▸ **Assignment**
Retype all the data word for word.

[Point-per-instance localization data]

═══

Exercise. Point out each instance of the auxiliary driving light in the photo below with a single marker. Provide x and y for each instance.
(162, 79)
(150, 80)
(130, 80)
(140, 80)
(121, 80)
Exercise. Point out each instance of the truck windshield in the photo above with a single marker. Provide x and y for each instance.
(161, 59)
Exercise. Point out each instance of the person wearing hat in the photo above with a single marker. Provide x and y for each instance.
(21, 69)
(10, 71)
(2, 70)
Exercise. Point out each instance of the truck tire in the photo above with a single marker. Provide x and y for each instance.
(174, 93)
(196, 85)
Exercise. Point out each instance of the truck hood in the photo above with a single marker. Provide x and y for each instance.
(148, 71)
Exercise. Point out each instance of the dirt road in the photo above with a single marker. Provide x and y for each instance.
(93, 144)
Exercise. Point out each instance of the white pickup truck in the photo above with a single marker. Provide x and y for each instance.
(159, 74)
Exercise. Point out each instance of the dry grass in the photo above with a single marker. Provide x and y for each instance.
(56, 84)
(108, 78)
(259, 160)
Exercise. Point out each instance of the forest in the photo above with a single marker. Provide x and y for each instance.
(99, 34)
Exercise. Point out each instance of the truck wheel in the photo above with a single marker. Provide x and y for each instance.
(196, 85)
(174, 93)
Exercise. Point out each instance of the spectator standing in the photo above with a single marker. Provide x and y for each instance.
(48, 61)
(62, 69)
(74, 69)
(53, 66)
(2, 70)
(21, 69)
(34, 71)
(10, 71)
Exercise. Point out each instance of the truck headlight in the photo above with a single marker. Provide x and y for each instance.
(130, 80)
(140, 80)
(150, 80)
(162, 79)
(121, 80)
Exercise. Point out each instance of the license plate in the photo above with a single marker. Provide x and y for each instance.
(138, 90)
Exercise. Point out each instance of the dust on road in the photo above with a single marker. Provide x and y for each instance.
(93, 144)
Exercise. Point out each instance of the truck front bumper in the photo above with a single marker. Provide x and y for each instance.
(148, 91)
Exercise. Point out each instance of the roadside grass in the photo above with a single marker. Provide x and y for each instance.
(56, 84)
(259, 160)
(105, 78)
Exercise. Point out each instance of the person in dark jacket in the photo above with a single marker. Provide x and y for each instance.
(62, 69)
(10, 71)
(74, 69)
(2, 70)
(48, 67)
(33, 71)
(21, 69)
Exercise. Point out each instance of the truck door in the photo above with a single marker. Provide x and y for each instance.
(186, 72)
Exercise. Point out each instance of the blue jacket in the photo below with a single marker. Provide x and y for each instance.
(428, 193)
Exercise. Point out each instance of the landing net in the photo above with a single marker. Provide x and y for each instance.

═══

▸ **Task output**
Exercise. Point out each instance of the auxiliary driving light in the photo below with a single marker. Provide x and y for each instance.
(162, 79)
(150, 80)
(130, 80)
(140, 80)
(121, 80)
Exercise. Point out each instance of the truck windshield in the photo above with a single marker. Provide x and y for each instance.
(161, 59)
Exercise. Point out each instance of the person wearing hat in the photo above with a single marker. Provide x and y for each instance.
(21, 69)
(10, 71)
(2, 70)
Exercise. Point out each instance of the truck tire in the photo above with a single marker. Provide x and y for each instance.
(174, 93)
(196, 85)
Exercise. Point out each instance of the truck hood in the photo above with a single marker. Provide x and y for each instance.
(148, 71)
Exercise. Point out each instance of the dirt road in the photo above with a single marker. Provide x and y for each instance.
(93, 144)
Exercise. Point out each instance of the white pickup truck in the photo above with a single marker. Provide x and y for each instance.
(159, 74)
Exercise. Point out each instance of the dry grass in the photo above with a single marker. Provide x and y for each instance.
(56, 84)
(108, 78)
(259, 160)
Exercise. Point out each instance of the forest in the photo above with a single marker. Provide x and y for each instance.
(99, 34)
Exercise. Point out each instance of the truck wheel in the photo above with a single marker. Provide x and y for each instance.
(196, 85)
(174, 93)
Exercise. Point out each instance of the spectator standing in the photo above with a single marker. Provide x and y for each instance.
(48, 61)
(62, 69)
(74, 69)
(53, 66)
(2, 70)
(21, 69)
(34, 71)
(10, 71)
Exercise. Point out each instance of the truck headlight in the photo above with a single marker. Provide x and y for each instance.
(130, 80)
(140, 80)
(150, 80)
(162, 79)
(121, 80)
Exercise. Point out each instance of the license plate in the photo above with a single marker. Provide x and y for each instance.
(138, 90)
Exercise. Point out each instance of the dust on road in the photo above with a single marker. Provide x and y for each instance.
(93, 144)
Exercise. Point out each instance of the truck front bumper in the photo above with a single marker. Provide x and y for each instance.
(148, 91)
Exercise. Point out each instance of the roadside grass in the photo above with a single marker. Provide x and y for each instance.
(56, 84)
(259, 160)
(105, 78)
Exercise. Point out each instance of the person in dark jacket in the photo above with a single marker. Provide x and y for each instance.
(62, 69)
(10, 71)
(74, 69)
(2, 70)
(48, 67)
(33, 71)
(21, 69)
Exercise. Point out each instance of the truck door in the photo above with a single marker. Provide x and y for each instance.
(186, 72)
Exercise. Point out each instance of the blue jacket in the photo below with a single marker. Provide x and y for each instance.
(428, 193)
Exercise. Point out each instance of the landing net in the photo above with a single marker. Provide x and y for each instance.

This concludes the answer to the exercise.